We urge the Chancellor to use the forthcoming budget to invest in care now to close the £2billion funding gap expected by 2020[1] and to put social care on a sustainable footing for the future. Without this the impact will continue to be felt by families already seeing a strain on their own health, careers and relationships from caring without access to breaks and support.”

The annual State of Care report, which found that the quality of health and social care in England has been largely maintained over the past year – but that people’s experience of care varies depending on where they live and how well different parts of local systems work together.

The report shows that some people can easily access good care while others experience ‘disjointed’ care, only have access to poor quality services or cannot get the help they need at all. A clear impact of this is pressure on emergency departments, with demand continuing to rise when local health and care systems fail to protect vulnerable people. The CQC warns that recently announced funding injections for the NHS and adult social care risk being undermined by the lack of a long-term solution.

Jeremy Hughes, Chief Executive at Alzheimer’s Society, commented: “People with dementia are the biggest users of adult social care and yet they experience poorer quality care than everyone else, with more than a fifth of dementia care providers failing CQC inspections – a higher proportion than care providers generally.[i] Families call our Helpline in despair because a loved one with dementia needs support but there is nothing available locally or the only care home they can get into is inadequate.

“In 2016 the CQC warned social care was at a tipping point, and this adds to our evidence that the system has clearly passed that point now, leaving 850,000 people with dementia at the mercy of a potentially unsafe system and putting yet more pressure on the NHS. People with dementia have a right to care, and their postcode should not affect that.”

Neil Tester, Deputy Director of Healthwatch England said:

We know from our conversations with the public that people recognise the challenges health and social care services are facing.  

“Today’s report offers some reassurance that, despite the pressures, our country’s hospitals, GP surgeries and social care services are usually coping and providing good quality care. However, we must also acknowledge that some people are struggling to get the help they need.  

“As the CQC found earlier in the year in its local system reviews, the best and most efficient care happens when the NHS and councils work together with people and their families to provide joined-up support. The best way of assessing this is to track people’s experiences of the support they receive, underpinned by payment mechanisms and regulation that incentivise care designed around people’s needs rather than systems.

Responding specifically on the concerns raised about social care:

“The regional variation in quality of care highlighted by the CQC is being made worse by the lack of proper advice and information out there to help people understand and plan for potential care needs. So even where services are outstanding the process of accessing help can still be incredibly distressing for people and their loved ones.

“Councils are facing growing demand for social care services, and are struggling to cope. By developing better information and advice services they can help people plan earlier and therefore reduce the urgent, ‘crisis point’ needs they currently have to deal with.

“Helping people to prepare for something that may not happen, but will have a huge impact on quality of life if it does, is the very real and very human challenge that the Government’s forthcoming proposals for the social care sector will need to address.

“Politicians and policy makers need to hear CQC’s words today and address the capacity issues in social care, but this alone will not create an environment that enables people to get the best out of life. We need to build a system that encourages earlier planning, starting with the lowest level of need and creating a culture where accessing care and support becomes a normal part of the ageing process.”

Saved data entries
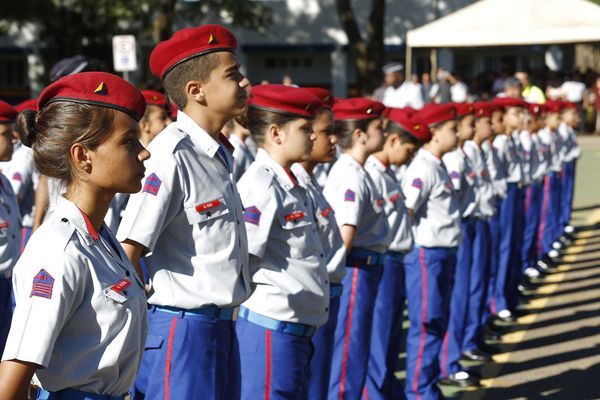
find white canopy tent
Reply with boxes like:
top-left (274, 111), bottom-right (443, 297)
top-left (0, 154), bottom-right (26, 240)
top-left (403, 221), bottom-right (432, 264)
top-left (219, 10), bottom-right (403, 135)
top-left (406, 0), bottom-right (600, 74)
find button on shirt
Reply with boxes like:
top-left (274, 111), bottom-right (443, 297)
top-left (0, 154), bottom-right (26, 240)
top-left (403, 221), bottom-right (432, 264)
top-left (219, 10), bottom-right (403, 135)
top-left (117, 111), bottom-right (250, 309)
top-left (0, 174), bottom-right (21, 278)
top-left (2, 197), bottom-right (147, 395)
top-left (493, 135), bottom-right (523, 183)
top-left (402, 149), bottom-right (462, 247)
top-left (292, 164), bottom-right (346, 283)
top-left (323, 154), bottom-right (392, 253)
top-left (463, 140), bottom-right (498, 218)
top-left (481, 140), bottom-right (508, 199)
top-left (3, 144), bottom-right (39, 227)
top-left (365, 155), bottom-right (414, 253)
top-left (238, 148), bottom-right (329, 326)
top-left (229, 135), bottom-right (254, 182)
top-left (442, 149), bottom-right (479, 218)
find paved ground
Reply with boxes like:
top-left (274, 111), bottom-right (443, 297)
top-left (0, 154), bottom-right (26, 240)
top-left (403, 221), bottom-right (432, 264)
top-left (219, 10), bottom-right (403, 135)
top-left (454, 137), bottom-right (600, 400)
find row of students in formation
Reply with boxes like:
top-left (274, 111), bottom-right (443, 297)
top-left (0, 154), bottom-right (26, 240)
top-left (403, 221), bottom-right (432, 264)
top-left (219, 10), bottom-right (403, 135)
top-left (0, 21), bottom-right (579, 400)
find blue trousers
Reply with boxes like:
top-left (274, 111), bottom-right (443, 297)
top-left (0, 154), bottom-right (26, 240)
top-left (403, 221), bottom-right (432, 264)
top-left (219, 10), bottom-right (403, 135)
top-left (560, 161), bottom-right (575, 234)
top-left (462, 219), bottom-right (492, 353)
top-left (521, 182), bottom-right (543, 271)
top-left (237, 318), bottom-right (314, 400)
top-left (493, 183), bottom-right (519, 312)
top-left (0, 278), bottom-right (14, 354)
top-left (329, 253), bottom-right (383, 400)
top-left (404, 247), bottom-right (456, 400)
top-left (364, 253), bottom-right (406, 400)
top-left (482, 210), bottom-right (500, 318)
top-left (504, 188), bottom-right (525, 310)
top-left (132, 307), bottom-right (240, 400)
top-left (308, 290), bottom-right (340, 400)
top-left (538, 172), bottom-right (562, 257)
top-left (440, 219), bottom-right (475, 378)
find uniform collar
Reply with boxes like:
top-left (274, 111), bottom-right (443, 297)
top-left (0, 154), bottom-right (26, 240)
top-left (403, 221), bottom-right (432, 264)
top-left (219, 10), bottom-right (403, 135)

---

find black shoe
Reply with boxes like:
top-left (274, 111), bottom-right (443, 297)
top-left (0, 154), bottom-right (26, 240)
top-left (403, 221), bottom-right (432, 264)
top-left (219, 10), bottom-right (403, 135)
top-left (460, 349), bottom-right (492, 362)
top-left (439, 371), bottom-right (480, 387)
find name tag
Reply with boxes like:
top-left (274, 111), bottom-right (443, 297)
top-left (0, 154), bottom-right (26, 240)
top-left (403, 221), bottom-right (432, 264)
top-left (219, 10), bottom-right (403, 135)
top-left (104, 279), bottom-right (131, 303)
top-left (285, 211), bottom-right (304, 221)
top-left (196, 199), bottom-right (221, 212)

**What you need to do**
Duplicate the passage of the State of Care text that opens with the words containing "Neil Tester, Deputy" and closes with "rather than systems.".

**Exercise result**
Neil Tester, Deputy Director of Healthwatch England said:

We know from our conversations with the public that people recognise the challenges health and social care services are facing.  

“Today’s report offers some reassurance that, despite the pressures, our country’s hospitals, GP surgeries and social care services are usually coping and providing good quality care. However, we must also acknowledge that some people are struggling to get the help they need.  

“As the CQC found earlier in the year in its local system reviews, the best and most efficient care happens when the NHS and councils work together with people and their families to provide joined-up support. The best way of assessing this is to track people’s experiences of the support they receive, underpinned by payment mechanisms and regulation that incentivise care designed around people’s needs rather than systems.